=== Страница ===
Эти стихи обретали не только утверждающий, но еще и иной смысл, полемически заостренный против тех, кто усердно ратовал за «дегероизацию» нашего искусства.
А. Прокофьев видел поэзию в одном ряду с другими творческими деяниями и свершениями, а потому и говорил в своих стихах:
…Можно взять иных профессий круг,
Лишь бы труд был в нашей родословной.
С ним придет поэзия сам-друг…
(«Владимиру Маяковскому»)
Она придет как родная сестра, как муза людей труда и борьбы, скажет за них и о них свое слово, и эту музу, еще не успевшую сбросить словно бы пропитанную потом гимнастерку, славил и воспевал поэт, вступая в страстную полемику с теми, кто находил такое толкование искусства слишком далеким от его сути и назначения.
Когда поэт не без гордости утверждал:
Это я прошу иметь в виду —
Все у нас рыбачили в роду, —
то здесь не просто констатация факта, а решительное и горделивое утверждение, полемически заостренное против любого, кто усомнился бы в нем и недооценил всей его значительности, как в жизни, так и в творчестве, кто сводил суть лирики к изъявлению субъективных настроений самого художника.
===
■ Что требуется: Из какого стихотворения А. Прокофьева в тексте о его поэзии приведены строки «Можно взять иных профессий круг»?
=== Исходные данные ===
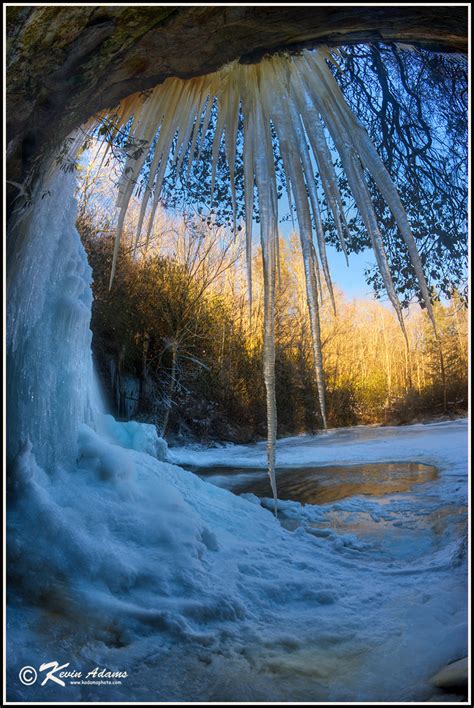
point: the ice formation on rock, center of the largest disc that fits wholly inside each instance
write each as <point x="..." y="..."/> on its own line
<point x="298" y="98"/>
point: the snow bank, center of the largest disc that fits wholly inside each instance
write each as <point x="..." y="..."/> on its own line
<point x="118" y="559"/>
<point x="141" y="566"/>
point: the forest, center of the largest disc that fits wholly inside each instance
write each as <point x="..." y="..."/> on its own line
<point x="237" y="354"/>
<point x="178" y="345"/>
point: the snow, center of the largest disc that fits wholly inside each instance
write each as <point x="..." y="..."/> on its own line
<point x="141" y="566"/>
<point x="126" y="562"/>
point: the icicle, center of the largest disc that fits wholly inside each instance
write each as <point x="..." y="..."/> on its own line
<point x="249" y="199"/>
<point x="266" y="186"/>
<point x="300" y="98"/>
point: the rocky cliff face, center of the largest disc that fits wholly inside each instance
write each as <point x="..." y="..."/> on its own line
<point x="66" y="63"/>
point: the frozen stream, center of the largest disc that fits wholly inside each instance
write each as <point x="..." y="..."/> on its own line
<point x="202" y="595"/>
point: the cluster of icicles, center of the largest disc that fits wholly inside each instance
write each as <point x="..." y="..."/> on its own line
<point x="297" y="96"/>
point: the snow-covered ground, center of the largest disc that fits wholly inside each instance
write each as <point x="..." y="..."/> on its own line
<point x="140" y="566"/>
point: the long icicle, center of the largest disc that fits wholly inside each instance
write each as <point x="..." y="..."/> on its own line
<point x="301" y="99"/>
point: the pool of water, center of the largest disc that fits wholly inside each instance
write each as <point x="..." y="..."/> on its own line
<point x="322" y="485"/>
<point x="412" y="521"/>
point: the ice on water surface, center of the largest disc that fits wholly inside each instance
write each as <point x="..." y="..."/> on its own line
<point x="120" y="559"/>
===
=== Исходные данные ===
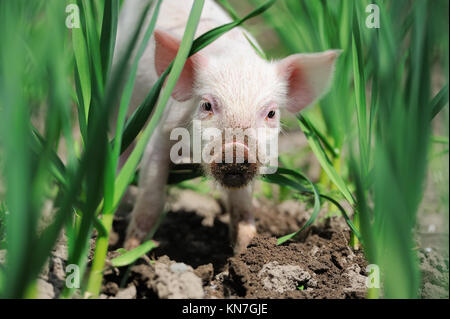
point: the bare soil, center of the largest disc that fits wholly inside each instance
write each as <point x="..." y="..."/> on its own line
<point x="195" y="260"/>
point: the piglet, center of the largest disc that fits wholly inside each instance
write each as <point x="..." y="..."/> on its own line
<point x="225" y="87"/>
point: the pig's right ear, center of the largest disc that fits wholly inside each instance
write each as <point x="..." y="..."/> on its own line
===
=== Исходные данные ===
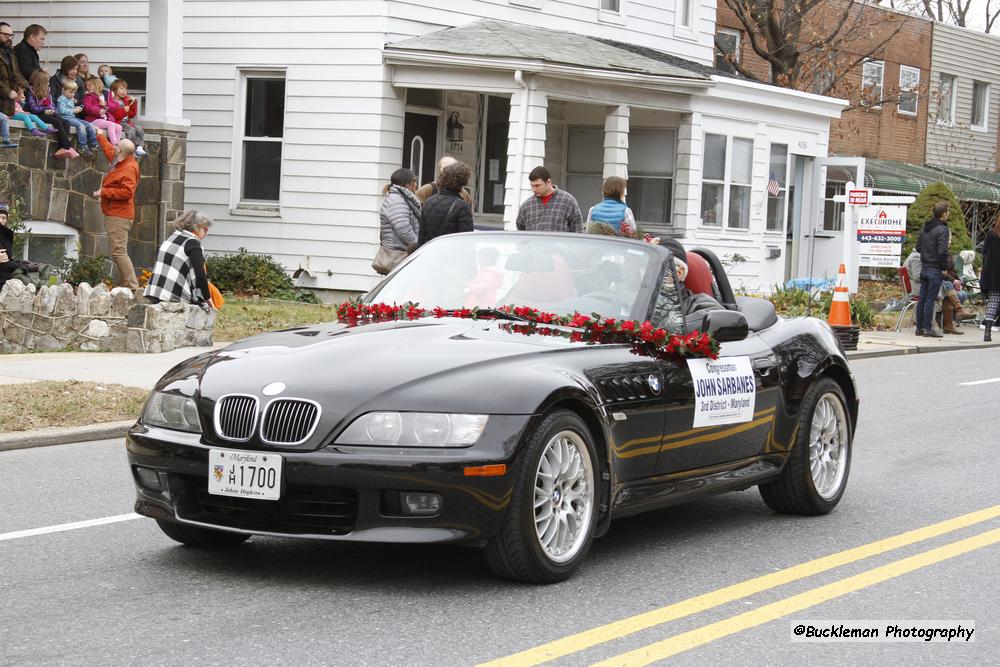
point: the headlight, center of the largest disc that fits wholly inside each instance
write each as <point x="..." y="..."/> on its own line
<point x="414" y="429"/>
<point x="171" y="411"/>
===
■ Ответ ниже: Эти строки взяты из стихотворения «Владимиру Маяковскому».